*WHAT IS NEEDED:* Put the entries below, from the line with "If you could pick out the thin" through the end of the entries, into a Markdown table with a Row column numbering each line and a Line column holding it. Leave out blank lines.

*INFORMATION PROVIDED:*

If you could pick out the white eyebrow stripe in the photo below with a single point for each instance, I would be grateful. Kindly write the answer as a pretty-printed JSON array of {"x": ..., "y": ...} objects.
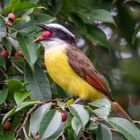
[{"x": 56, "y": 25}]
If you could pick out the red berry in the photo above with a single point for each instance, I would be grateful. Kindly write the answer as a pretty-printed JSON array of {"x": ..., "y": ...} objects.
[
  {"x": 4, "y": 53},
  {"x": 7, "y": 125},
  {"x": 37, "y": 137},
  {"x": 64, "y": 116},
  {"x": 46, "y": 34},
  {"x": 12, "y": 16},
  {"x": 19, "y": 53}
]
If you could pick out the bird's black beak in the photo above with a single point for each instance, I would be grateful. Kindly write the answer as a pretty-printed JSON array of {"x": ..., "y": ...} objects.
[{"x": 44, "y": 27}]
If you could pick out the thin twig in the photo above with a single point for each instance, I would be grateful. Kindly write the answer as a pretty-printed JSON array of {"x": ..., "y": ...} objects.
[{"x": 30, "y": 112}]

*RESPONSE TO THE EXERCISE:*
| Row | Line |
|---|---|
| 1 | If you could pick out the thin twig in the photo above with a single point for each instance, I would be grateful. Kindly write the answer as a pretty-printed JSON array of {"x": ..., "y": ...} objects. |
| 2 | [{"x": 30, "y": 112}] |